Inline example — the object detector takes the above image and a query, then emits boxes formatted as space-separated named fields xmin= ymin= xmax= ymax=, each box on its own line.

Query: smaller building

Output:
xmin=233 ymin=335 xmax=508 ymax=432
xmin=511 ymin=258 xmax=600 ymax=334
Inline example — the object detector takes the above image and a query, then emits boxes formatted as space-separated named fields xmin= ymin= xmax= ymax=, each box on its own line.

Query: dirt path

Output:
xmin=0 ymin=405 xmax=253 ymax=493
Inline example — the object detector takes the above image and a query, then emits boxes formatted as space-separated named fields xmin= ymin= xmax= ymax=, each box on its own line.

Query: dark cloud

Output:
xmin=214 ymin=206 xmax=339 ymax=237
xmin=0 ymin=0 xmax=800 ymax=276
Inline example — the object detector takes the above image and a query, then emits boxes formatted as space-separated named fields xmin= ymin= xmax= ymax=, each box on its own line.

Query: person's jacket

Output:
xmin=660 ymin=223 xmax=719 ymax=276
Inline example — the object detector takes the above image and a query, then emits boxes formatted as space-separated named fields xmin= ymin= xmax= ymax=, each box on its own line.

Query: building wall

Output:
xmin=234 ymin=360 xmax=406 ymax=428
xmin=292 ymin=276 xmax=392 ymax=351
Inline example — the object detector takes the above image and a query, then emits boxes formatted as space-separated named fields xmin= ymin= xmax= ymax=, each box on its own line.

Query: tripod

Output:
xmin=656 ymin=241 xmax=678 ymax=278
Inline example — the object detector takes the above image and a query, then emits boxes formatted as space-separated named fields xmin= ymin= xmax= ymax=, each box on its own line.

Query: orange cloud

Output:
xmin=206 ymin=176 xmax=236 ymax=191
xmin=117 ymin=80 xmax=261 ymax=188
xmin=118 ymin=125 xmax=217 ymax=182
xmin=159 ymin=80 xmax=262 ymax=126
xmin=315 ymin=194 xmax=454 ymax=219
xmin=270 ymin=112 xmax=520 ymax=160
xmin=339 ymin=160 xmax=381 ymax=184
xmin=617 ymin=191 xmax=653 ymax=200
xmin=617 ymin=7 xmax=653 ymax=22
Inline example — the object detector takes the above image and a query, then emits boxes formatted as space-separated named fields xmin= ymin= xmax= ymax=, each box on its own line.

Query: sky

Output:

▶ **Given task**: Count the lines in the material above that contain the string "cloud", matching case exactly, and reply with only that number.

▶ **Response to the task**: 2